Raw data below:

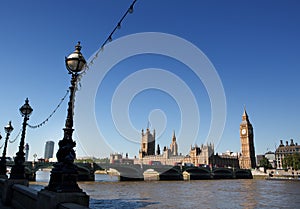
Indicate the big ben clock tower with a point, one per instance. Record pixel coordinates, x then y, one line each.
247 159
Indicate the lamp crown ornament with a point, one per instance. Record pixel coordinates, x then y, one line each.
75 62
26 109
8 128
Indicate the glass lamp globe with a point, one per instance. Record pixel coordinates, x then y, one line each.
75 62
8 129
26 109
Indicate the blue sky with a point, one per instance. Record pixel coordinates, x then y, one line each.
253 45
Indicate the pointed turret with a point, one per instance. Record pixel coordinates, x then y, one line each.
174 137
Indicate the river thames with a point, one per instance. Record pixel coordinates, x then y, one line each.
108 192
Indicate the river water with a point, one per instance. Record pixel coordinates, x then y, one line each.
108 192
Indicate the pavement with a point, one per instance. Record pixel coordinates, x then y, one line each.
4 207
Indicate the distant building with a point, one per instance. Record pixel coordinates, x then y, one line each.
247 158
271 158
49 148
26 151
198 156
148 143
284 150
117 158
258 159
174 146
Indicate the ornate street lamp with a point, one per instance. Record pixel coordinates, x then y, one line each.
64 173
8 129
18 171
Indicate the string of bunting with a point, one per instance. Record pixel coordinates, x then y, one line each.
12 141
87 66
107 40
53 112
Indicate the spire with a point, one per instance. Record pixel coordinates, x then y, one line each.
245 115
174 137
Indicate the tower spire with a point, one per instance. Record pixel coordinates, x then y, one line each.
245 115
174 137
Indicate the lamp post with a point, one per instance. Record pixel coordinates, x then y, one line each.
8 129
64 173
18 171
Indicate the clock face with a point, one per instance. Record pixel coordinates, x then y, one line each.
243 131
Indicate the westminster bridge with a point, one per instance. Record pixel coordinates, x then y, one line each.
86 171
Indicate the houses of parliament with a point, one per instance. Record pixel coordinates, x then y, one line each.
199 155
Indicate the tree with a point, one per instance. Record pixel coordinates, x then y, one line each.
264 162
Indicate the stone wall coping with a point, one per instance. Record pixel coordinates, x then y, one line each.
71 206
26 190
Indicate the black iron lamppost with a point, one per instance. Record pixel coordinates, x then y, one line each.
64 173
18 171
8 129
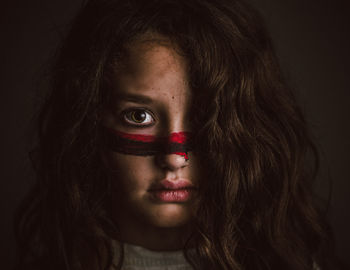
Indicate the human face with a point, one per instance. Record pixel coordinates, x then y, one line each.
151 96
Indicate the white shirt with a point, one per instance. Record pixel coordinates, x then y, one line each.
139 258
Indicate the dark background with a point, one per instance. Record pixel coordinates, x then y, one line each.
311 38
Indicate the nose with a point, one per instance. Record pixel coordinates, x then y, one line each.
172 162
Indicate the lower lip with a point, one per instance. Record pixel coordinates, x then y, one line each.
172 195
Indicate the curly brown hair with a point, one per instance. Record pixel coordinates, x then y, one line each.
257 209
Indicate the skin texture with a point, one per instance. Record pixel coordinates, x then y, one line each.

End of Raw data.

About this exercise:
Copy out the entries verbatim, but skip every picture.

Output for this exercise:
Indicate the big ben clock tower with a point, one per instance. Record pixel coordinates, x then y, one line each.
247 159
Indicate the lamp crown ornament with a point, one per instance. Record pixel coordinates, x then y, one line each.
75 62
26 109
8 128
Indicate the glass lamp globe with a point, one per instance. Record pixel coordinates, x then y, one line each.
75 62
8 129
26 109
Indicate the blue sky with a point, one per instance. Record pixel coordinates, x then y, one line each.
253 45
Indicate the pointed turret with a point, one per instance. Record pixel coordinates, x then y, one line each.
174 137
Indicate the river thames with a point, one per instance. Record pixel coordinates, x then y, one line each.
108 192
Indicate the river water with a point, one per instance. Record pixel coordinates, x then y, one line each.
108 192
Indicate the pavement with a point, one per instance. Record pixel coordinates, x then y, one line each.
4 207
Indicate the distant building with a point, one per instance. Record pixel coordinates, x then y, one line each.
247 158
271 158
49 148
26 151
198 156
148 143
284 150
117 158
258 159
174 146
Indicate the ornate street lamp with a point, one per instance. Record pixel coordinates, x then y, one line each.
64 173
8 129
18 171
Indicate the string of bunting with a point, one per instance. Record pixel coordinates, x then y, one line each.
12 141
87 66
107 40
53 112
Indicate the spire with a point, one per instance. Record pixel coordinates, x then y, one line each.
245 115
174 137
Indicate the tower spire with a point, one per instance. Record pixel coordinates, x then y, one line each.
245 115
174 137
Indicate the lamp post with a point, one per instance. Record pixel coordinates, x then y, one line each.
8 129
64 173
18 171
Indicate the clock face with a point, one per instance. Record pixel coordinates, x then y, one line each.
243 131
Indicate the westminster bridge with a point, one per instance. Record pixel coordinates, x then y, one line each.
86 171
Indicate the houses of parliament with a point, one per instance. Record pixel coordinates, x then y, one line each.
199 155
Indicate the tree with a point, one per instance. Record pixel coordinates, x then y, one line each.
264 162
Indicate the stone wall coping with a point, one per instance. Record pixel coordinates, x then y, one line each.
71 206
26 190
Indicate the black iron lamppost with a point, one per instance. Record pixel coordinates, x then y, one line each.
64 173
18 171
8 129
Indicate the human face with a point, one per instance. Record pixel coordinates, x then y, one line each.
151 96
Indicate the white shirt with a point, one per instance. Record pixel coordinates, x then y, one line each.
139 258
Indicate the dark background with a point, one per instance. Record pixel coordinates, x then y, one line each.
311 38
Indicate the nose with a point, one per instance. Record pixel coordinates, x then y, one line each.
172 162
Indicate the lower lip with a point, one per instance. Record pixel coordinates, x then y, one line each.
172 195
Indicate the curly brown hair with a point, one per instance. Record pixel coordinates, x then y, one line each.
257 209
Indicate the skin texture with a point, one per instance. Record pixel coordinates, x then y, one line each.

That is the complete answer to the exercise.